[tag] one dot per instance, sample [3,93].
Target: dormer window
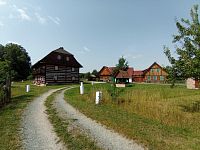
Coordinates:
[67,58]
[59,57]
[56,67]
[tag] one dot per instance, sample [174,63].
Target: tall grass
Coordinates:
[157,115]
[10,114]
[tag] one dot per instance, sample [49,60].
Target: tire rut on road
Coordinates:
[104,137]
[37,131]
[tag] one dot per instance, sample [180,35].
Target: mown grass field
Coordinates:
[10,115]
[156,116]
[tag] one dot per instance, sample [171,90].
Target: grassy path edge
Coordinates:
[72,138]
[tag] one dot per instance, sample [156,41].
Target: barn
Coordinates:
[58,67]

YOUR OBJECTIVE: Lines are to be repeated exactly from the one that contains "[tag] one dot per instance, sample [180,35]." through the last line of the listing, with both ends kept and no others added.

SOLUTION FOR THIS EXERCISE:
[tag] one dot per instance, sample [180,35].
Target: mown grass field
Coordinates:
[10,115]
[156,116]
[tag] one dot per instance, sample [171,90].
Target: grassy path edge
Coordinates:
[72,138]
[tag] one dot per instance, sample [156,41].
Target: barn
Coordinates:
[58,67]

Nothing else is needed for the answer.